[TEXT EXCERPT]
= = = = = = =

Of special concern were Kern and Far Northern, where the point-based test did not agree with the areal tests. If the point-based test had not failed, Kern would have a Consensus Cluster and Far Northern would have a Potential Cluster. Spatial tests that are adjusted for population density are more powerful in urban than rural areas (Gregorio et al., 2005). Still, the lack of qualifying results from the point-based SaTScan in low-density RC regions, when all areal-based tests passed our qualification criteria, was unexpected. Gregorio et al. (2005) found general agreement between a point version of SaTScan and one applied to censusbased areal units, which are much larger aggregation units than ours, and had a wider range of unit populations.

Our results suggest the need for a simulation study of CDT performance on rare events comparing analyses using point data with those using aggregated data. Such a study would use various CDTs applied over a wide range of population densities to examine whether tests based on areal units are generally more powerful than ones based on point data, whether they tend to generate false positive results, and what factors influence the balance between sensitivity and specificity. As spatial analysis becomes more common, guidelines for the influence of population density effects, incidence level and data form (point, range of population in aggregated units) on the sensitivity and specificity of CDTs are needed.

Demographic analysis

Since we analyzed children’s location at birth, not at diagnosis, it is highly unlikely that parents had moved to a location near an autism treatment center in anticipation of a child’s later diagnosis. However, cases in our study met eligibility requirements after parental initiative. DDS utilization could be affected by access to diagnosticians and service providers, as well as knowledge of the RC. Local awareness of treatment options may be higher near specialty autism research and treatment centers. Thus, treatment centers may have an effect on the spatial distribution of autism diagnoses recorded by the DDS. For example, the UCLA Neuropsychiatric Institute and Lovaas Headquarters are located in the vicinity of two RCs with clustering and high overall incidence: North Los Angeles County and Westside RCs. The Central Valley Autism Project (CVAP), Inc. is in Modesto, site of the Valley Mountain RC Potential Cluster. The Northern LA and Valley Mountain clusters were the least associated with parental education.

Any errors related to addresses, e.g., due to non-local moves close to the time of delivery, would be expected to dilute associations and hence the true clustering of autism may be stronger than observed. Additionally, our cases came from an administrative database where the standard of diagnostic accuracy for eligibility determination is not the same as it is for research.

We lacked access to additional sources for cases, e.g. public school records, to augment the DDS cases. Certainly the estimated twenty percent of autism cases not included in the DDS records could have a spatial or demographic bias. If there was an autism treatment center that did not encourage its clients to apply to the DDS system, it would create a local zone of apparently low incidence in our study. Our case definition was dictated by the DDS eligibility criteria. Since this study was looking for clusters that might be associated with point source environmental exposures, it is not likely that including a higher proportion of individuals with milder ASDs as cases would have affected the results.

= = = = = = =

Records from a data source:
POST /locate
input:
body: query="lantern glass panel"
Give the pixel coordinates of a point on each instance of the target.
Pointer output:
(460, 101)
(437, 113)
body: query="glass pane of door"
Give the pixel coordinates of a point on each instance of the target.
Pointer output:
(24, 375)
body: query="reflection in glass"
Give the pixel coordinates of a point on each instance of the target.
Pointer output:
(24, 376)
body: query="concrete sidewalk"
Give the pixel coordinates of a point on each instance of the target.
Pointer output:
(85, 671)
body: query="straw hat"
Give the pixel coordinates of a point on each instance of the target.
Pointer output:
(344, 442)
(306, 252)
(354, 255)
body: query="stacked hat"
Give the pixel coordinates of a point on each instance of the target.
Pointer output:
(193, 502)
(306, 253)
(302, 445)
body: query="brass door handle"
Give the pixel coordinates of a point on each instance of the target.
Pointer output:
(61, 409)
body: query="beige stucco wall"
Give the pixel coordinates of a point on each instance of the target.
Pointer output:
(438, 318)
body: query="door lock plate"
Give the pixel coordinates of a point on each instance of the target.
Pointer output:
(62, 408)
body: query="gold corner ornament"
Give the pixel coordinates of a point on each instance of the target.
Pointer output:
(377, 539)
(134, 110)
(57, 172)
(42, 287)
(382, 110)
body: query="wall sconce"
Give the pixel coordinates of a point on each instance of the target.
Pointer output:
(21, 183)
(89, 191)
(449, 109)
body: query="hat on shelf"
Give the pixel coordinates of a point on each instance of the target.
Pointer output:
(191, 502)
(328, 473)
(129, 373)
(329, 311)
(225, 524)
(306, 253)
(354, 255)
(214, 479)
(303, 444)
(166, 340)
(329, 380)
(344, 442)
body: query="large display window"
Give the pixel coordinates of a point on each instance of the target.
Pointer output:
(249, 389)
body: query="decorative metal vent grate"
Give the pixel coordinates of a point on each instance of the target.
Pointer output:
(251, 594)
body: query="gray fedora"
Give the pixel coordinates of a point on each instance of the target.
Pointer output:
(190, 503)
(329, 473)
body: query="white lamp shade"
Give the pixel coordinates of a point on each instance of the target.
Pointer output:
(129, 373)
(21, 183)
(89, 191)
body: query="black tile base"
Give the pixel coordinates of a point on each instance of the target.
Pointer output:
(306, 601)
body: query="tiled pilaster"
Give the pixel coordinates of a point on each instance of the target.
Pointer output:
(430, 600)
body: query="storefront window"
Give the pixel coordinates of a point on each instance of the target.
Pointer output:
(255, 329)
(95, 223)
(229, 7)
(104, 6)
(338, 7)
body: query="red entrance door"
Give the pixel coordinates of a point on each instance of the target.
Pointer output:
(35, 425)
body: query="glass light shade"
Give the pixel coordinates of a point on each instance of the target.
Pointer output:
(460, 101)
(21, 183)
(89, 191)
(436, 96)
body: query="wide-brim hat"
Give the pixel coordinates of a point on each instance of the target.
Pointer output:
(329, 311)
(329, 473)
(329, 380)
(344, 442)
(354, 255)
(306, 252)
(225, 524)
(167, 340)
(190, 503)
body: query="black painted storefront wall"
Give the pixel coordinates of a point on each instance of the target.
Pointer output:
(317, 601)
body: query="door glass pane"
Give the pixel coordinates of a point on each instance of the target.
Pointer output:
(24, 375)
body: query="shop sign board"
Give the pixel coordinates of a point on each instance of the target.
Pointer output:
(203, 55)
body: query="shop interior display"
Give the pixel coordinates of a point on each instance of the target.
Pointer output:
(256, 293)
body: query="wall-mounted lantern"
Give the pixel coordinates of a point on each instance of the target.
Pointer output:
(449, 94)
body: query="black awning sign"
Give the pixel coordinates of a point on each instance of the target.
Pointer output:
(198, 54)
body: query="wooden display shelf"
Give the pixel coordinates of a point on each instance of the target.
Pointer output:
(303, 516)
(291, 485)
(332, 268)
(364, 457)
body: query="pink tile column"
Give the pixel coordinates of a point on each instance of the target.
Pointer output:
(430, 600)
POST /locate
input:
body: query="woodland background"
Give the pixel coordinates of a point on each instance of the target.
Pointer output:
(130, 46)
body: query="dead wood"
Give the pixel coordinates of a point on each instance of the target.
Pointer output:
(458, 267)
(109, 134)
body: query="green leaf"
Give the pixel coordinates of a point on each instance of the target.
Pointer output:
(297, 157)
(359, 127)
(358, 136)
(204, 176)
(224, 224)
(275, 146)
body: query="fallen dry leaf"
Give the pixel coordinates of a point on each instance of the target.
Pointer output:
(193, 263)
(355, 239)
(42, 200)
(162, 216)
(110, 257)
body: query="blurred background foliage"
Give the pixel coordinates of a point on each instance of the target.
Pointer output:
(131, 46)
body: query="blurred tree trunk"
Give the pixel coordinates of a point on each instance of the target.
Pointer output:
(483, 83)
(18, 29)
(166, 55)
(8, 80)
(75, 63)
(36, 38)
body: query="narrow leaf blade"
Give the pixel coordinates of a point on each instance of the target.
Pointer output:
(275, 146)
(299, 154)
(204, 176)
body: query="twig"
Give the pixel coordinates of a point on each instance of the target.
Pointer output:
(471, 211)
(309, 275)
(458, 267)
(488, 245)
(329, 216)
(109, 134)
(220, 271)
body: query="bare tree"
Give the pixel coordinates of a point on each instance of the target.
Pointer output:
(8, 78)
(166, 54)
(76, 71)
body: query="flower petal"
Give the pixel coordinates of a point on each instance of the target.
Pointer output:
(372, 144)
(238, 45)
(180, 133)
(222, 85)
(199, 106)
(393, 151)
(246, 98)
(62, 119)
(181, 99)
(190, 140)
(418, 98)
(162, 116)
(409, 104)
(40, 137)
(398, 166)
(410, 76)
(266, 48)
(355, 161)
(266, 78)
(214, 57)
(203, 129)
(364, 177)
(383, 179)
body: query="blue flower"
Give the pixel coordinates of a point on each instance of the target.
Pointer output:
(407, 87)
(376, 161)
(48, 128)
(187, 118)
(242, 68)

= = = = = = =

[PROBLEMS TO WORK ON]
• a. In the text on autism clustering, rewrite the paragraph that begins "Our results suggest the need" as a short list that keeps its main facts.
• b. Say whether each statement agrees with the text on autism clustering, answering yes or no and quoting the words that decide it: (i) Kern would have a Consensus Cluster if the point-based test had not failed. (ii) The study analyzed where children were living at diagnosis. (iii) The Central Valley Autism Project is in Los Angeles.
• c. Reproduce the stretch of the text on autism clustering from "Of special concern" through "of unit populations." word for word.

[SET OF ANSWERS]
• a.
- A simulation study is needed on how CDTs perform on rare events, comparing analyses of point data with analyses of aggregated data.
- The study would apply various CDTs over a wide range of population densities.
- It would examine three things: whether tests based on areal units are generally more powerful than tests based on point data, whether they tend to give false positive results, and what factors affect the balance between sensitivity and specificity.
- As spatial analysis becomes more common, guidelines are needed on how population density effects, incidence level and data form affect the sensitivity and specificity of CDTs.

• b.
(i) Yes: "If the point-based test had not failed, Kern would have a Consensus Cluster"
(ii) No: "we analyzed children’s location at birth, not at diagnosis"
(iii) No: "The Central Valley Autism Project (CVAP), Inc. is in Modesto"

• c.
Of special concern were Kern and Far Northern, where the point-based test did not agree with the areal tests. If the point-based test had not failed, Kern would have a Consensus Cluster and Far Northern would have a Potential Cluster. Spatial tests that are adjusted for population density are more powerful in urban than rural areas (Gregorio et al., 2005). Still, the lack of qualifying results from the point-based SaTScan in low-density RC regions, when all areal-based tests passed our qualification criteria, was unexpected. Gregorio et al. (2005) found general agreement between a point version of SaTScan and one applied to censusbased areal units, which are much larger aggregation units than ours, and had a wider range of unit populations.